> To do:
1) Using the summary on DNA knot formation in nanochannels, answer the following:
(a) What approach does the study use to explore knot formation?
(b) How does knot formation probability vary with persistence length?
(c) What effect does increasing piston speed have on knot formation?
2) Duplicate the passage in the DNA knot formation summary, everything from "This study uses" down to "behavior in nanopores.".
3) Pick up the summary on DNA knot formation in nanochannels after its final finding and continue it.

> Document excerpt:
Knot formation of dsDNA pushed inside a nanochannel

TL;DR

This study uses computer simulations to explore how DNA knots form under compression in nanochannels, revealing factors that influence knot probability and localization, which aids understanding of DNA behavior in nanopores.

Contribution

It provides the first detailed molecular mechanism insights into DNA knot formation under compression in nanochannels through in silico experiments.

Findings

Knot formation probability varies non-monotonically with persistence length.

Increasing piston speed significantly enhances knot formation.

Knots are more abundant and delocalized under compression than at equilibrium.

> Recorded data:
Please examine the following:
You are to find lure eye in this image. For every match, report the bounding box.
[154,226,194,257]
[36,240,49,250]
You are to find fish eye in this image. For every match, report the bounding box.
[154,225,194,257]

> Answer section:
1)
(a) Computer simulations (in silico experiments).
(b) It varies non-monotonically.
(c) It significantly enhances knot formation.

2)
This study uses computer simulations to explore how DNA knots form under compression in nanochannels, revealing factors that influence knot probability and localization, which aids understanding of DNA behavior in nanopores.

3)
Abstract

Recent experiments demonstrated that knots in single DNA strands can be formed by hydrodynamic compression in a nanochannel. In this letter, we further elucidate the underlying molecular mechanisms by carrying out a compression experiment in silico, where an equilibrated coarse-grained double-stranded DNA confined in a square channel is pushed by a piston. The probability of forming knots is a non-monotonic function of the persistence length and can be enhanced significantly by increasing the piston speed. Under compression, knots are abundant and delocalized due to a backfolding mechanism from which chain-spanning loops emerge, while knots are less frequent and only weakly localized in equilibrium. Our in silico study thus provides insights into the formation, origin and control of DNA knots in nanopores.